• _DATA FOR THIS EXERCISE_:
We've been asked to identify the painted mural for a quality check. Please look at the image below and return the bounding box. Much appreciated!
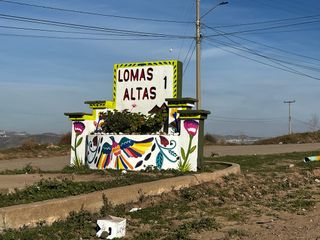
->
[179,120,199,172]
[87,135,184,171]
[71,122,86,166]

• _WHAT YOU NEED TO DO_: Restate the entries verbatim, without pictures.

• _ANSWER TO THE EXERCISE_:
We've been asked to identify the painted mural for a quality check. Please look at the image below and return the bounding box. Much appreciated!
->
[179,120,199,172]
[87,135,184,171]
[71,122,86,166]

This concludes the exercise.